Records supplied:
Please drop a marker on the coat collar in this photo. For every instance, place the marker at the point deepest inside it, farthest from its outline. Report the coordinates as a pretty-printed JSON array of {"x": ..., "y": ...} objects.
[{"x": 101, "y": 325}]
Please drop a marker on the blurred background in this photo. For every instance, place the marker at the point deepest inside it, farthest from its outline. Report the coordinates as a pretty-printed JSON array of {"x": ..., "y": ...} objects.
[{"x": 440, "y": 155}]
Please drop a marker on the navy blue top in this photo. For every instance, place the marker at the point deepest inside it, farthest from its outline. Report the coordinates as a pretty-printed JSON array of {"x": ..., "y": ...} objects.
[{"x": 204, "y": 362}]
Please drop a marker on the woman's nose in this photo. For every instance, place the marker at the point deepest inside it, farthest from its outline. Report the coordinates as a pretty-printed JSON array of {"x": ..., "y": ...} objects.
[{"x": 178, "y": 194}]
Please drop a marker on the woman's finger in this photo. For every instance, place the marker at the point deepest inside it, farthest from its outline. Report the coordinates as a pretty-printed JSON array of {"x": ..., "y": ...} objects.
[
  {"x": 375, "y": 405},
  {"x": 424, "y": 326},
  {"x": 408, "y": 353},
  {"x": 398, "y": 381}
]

==

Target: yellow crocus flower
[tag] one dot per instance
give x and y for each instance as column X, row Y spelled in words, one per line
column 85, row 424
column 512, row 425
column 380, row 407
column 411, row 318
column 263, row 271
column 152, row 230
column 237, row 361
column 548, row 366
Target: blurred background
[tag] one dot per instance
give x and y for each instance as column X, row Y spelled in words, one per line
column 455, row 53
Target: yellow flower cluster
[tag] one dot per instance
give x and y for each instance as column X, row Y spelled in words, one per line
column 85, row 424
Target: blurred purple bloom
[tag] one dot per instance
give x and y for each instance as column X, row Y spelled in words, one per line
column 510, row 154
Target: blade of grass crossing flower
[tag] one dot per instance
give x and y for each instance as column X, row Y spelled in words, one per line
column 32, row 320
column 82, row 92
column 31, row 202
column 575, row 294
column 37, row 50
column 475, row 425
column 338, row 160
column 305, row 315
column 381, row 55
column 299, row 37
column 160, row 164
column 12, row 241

What you need to do: Wherever the string "Target" occurs in the records, copy the line it is in.

Answer space:
Target: yellow crocus flower
Target: blurred background
Target: yellow flower cluster
Target: blurred purple bloom
Target: blade of grass crossing flower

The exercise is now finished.